Records from a dataset
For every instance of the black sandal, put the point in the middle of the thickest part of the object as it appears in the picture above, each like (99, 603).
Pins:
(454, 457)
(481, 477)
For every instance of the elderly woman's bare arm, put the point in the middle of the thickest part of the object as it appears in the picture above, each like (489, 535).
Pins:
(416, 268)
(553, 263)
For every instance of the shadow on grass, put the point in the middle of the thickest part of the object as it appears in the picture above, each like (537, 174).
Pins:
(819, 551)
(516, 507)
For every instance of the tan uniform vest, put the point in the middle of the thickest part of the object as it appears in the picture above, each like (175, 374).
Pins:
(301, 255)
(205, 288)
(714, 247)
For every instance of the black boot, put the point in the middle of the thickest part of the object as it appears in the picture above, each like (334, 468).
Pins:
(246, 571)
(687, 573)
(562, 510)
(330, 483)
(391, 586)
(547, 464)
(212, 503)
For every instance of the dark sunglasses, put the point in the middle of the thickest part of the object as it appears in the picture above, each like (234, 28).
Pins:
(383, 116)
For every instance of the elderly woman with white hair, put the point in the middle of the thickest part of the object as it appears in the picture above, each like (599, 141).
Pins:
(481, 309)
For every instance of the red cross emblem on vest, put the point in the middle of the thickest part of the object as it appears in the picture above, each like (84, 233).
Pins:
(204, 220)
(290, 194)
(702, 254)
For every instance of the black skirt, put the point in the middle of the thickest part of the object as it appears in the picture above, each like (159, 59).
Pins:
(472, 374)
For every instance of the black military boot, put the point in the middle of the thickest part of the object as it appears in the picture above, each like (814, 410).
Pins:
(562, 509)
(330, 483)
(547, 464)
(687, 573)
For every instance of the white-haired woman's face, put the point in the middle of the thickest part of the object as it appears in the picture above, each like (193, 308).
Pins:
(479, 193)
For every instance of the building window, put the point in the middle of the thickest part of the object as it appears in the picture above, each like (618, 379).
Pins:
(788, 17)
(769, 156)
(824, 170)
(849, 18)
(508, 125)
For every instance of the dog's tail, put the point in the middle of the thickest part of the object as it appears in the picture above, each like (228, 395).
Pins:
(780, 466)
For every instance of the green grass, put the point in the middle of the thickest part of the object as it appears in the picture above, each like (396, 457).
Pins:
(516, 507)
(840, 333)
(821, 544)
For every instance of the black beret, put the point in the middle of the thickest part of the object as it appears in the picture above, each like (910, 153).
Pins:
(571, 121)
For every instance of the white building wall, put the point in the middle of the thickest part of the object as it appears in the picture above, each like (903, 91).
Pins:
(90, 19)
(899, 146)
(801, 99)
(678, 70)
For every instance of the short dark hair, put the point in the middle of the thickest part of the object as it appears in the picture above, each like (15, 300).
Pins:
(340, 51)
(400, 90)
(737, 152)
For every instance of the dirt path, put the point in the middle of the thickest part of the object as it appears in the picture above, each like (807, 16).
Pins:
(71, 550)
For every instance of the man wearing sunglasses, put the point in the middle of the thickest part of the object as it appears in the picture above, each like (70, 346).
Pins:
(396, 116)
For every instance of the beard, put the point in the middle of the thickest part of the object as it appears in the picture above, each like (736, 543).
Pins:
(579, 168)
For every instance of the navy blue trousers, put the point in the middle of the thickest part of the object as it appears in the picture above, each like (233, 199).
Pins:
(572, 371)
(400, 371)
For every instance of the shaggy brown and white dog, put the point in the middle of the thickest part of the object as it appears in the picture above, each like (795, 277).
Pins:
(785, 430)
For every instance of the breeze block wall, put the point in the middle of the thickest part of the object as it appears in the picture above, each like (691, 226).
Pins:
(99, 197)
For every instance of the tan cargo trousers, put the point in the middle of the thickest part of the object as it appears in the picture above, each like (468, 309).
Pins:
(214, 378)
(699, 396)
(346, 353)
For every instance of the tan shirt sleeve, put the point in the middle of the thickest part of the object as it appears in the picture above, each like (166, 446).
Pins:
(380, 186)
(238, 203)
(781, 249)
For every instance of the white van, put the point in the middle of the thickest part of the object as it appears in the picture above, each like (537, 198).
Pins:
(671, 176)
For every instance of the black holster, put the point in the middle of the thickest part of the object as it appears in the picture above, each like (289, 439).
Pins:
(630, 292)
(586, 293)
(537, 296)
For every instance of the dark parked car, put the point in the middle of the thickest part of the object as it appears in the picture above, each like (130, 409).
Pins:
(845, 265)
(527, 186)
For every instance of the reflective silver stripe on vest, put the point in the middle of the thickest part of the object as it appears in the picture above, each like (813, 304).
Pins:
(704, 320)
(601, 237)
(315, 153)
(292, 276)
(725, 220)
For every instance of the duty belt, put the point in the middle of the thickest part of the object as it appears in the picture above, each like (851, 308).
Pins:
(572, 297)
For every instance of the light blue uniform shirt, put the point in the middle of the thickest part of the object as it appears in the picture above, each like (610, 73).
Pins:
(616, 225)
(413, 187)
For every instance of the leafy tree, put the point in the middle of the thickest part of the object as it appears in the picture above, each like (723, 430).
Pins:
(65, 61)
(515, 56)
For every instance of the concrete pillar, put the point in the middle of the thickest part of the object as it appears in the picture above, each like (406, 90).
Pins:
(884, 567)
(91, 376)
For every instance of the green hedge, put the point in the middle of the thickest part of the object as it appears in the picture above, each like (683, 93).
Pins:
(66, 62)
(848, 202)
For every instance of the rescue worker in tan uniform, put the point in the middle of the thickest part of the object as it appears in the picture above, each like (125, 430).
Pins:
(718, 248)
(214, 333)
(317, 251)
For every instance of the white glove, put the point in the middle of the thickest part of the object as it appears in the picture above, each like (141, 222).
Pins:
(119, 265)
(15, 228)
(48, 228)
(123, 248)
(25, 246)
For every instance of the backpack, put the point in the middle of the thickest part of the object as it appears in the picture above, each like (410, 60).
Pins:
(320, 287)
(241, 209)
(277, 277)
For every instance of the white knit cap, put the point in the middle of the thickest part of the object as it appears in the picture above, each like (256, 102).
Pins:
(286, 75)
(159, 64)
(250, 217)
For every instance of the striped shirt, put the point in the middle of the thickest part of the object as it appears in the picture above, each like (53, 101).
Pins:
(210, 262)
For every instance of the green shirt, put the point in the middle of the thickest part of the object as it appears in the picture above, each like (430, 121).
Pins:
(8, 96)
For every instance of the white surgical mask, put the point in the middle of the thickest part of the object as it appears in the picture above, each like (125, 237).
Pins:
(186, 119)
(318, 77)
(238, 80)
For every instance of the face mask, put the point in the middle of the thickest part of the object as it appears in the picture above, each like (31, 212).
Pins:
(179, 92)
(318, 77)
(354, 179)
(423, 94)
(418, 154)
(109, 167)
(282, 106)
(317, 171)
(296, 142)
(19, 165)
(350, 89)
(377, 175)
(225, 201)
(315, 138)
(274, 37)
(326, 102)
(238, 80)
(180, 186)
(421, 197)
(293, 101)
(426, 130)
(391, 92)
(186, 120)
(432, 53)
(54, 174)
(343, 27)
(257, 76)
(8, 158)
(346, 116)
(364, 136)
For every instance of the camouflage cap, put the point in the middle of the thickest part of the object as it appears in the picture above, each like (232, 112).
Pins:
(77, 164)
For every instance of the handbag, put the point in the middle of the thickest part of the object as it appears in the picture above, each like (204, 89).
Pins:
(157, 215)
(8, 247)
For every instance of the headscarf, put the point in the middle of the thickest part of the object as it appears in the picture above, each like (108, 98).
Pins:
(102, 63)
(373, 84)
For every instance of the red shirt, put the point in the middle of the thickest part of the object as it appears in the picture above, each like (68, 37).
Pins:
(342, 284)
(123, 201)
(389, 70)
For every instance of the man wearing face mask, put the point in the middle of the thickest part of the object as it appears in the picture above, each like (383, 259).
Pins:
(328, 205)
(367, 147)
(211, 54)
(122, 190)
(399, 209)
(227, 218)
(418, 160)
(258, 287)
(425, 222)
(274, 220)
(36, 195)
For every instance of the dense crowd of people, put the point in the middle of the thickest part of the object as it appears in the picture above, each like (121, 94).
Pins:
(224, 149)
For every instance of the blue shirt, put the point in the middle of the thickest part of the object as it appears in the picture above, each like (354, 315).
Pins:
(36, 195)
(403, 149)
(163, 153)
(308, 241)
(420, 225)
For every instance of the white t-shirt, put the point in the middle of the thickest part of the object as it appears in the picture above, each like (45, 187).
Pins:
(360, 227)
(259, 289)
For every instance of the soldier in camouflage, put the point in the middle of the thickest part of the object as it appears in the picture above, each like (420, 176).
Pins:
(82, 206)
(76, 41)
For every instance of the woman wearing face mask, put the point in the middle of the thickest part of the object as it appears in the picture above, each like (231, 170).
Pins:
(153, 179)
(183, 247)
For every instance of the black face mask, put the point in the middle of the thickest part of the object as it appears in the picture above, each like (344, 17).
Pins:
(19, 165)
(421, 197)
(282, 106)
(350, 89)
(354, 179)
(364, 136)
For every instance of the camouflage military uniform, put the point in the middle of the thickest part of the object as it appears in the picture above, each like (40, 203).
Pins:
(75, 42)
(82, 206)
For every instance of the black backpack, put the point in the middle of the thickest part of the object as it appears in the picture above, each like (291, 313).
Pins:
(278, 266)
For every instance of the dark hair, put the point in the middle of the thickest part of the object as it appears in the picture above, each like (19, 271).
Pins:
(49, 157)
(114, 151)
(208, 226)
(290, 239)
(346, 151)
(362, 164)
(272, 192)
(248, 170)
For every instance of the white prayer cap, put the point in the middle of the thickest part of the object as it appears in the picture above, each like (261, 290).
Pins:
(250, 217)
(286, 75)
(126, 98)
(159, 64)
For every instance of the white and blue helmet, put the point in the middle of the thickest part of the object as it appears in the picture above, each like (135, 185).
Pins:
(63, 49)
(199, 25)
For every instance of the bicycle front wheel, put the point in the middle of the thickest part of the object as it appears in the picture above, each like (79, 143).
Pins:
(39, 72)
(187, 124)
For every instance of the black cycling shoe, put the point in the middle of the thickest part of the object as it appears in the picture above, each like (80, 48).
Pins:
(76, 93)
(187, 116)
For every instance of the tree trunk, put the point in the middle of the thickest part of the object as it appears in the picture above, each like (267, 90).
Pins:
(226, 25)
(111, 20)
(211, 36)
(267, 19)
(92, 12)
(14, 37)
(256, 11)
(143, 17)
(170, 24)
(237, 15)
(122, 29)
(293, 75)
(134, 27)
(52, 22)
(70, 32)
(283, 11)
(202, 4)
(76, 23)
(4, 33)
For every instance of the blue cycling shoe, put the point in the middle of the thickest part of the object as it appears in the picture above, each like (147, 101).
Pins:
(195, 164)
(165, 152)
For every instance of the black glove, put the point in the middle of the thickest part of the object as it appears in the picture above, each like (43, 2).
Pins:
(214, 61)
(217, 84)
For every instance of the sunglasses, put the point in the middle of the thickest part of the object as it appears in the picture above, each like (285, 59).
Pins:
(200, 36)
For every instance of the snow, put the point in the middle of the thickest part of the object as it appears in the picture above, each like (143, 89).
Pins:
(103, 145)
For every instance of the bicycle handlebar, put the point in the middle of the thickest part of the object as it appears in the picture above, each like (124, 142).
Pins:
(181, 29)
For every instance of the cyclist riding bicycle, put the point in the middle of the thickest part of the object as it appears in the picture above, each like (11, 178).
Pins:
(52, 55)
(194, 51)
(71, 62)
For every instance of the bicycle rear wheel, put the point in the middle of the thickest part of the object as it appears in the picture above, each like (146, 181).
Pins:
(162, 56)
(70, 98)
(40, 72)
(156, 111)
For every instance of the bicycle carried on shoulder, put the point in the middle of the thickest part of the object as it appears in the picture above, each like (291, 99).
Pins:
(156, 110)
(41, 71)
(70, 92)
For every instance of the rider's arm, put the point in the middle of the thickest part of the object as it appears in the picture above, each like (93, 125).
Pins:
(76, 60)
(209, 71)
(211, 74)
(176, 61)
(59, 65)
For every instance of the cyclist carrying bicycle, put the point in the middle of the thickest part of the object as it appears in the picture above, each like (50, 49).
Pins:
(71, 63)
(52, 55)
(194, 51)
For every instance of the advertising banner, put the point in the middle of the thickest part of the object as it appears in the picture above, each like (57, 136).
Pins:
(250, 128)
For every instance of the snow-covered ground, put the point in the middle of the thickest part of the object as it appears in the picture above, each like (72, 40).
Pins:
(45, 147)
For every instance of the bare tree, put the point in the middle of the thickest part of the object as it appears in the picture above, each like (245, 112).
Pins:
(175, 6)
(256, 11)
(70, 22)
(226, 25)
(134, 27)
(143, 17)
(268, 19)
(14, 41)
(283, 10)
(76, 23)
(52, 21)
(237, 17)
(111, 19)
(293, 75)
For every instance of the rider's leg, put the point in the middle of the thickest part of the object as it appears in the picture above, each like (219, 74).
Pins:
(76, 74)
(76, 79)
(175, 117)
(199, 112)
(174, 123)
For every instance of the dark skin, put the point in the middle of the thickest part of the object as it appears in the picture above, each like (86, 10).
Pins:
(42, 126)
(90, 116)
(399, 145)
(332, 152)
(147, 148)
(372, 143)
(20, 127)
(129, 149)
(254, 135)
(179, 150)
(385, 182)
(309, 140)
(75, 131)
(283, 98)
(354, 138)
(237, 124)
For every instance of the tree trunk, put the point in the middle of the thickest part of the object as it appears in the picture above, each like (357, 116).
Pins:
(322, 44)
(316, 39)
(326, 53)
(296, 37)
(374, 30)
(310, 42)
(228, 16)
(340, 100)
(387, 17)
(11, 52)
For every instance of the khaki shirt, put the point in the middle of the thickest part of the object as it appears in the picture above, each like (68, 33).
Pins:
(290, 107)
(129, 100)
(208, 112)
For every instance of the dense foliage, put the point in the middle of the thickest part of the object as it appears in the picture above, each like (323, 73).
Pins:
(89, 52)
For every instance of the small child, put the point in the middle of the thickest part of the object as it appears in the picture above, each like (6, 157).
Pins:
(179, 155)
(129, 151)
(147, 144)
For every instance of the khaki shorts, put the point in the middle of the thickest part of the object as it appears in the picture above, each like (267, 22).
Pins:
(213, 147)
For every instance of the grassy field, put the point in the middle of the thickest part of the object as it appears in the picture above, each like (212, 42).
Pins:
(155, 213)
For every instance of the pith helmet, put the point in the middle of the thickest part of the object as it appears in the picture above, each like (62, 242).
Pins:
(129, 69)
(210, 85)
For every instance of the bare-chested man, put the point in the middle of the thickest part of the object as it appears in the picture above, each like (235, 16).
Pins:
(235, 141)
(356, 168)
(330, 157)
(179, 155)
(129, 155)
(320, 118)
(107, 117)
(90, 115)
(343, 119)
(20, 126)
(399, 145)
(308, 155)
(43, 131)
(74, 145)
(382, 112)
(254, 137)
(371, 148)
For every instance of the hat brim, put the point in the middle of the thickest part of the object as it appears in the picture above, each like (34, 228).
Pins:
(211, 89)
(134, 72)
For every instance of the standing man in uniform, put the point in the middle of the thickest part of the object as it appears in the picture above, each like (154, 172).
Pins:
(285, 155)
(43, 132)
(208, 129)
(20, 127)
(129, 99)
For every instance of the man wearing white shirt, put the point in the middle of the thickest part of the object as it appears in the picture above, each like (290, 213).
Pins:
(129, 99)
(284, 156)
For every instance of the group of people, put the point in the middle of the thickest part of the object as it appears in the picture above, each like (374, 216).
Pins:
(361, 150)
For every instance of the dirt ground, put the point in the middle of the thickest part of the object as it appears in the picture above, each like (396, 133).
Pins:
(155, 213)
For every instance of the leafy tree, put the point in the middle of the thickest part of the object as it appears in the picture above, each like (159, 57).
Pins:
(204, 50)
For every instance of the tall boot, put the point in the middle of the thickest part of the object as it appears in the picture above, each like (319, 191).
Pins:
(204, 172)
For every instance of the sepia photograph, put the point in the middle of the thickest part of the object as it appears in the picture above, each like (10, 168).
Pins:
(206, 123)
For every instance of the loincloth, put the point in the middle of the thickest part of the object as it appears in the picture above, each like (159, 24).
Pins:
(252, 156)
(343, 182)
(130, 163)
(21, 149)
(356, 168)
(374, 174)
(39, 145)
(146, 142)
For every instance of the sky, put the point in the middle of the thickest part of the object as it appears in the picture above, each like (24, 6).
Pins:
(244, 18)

Exercise details - Take every line above carrying "military" and return it.

Solved problem -
For every instance of the black military boot, put the point in the middle of the thickest part of the object as it appears in the picture above, each like (814, 410).
For every instance of the camouflage military uniform, put the point in the middle of the thickest part of the object as it appears in the picture above, each like (40, 203).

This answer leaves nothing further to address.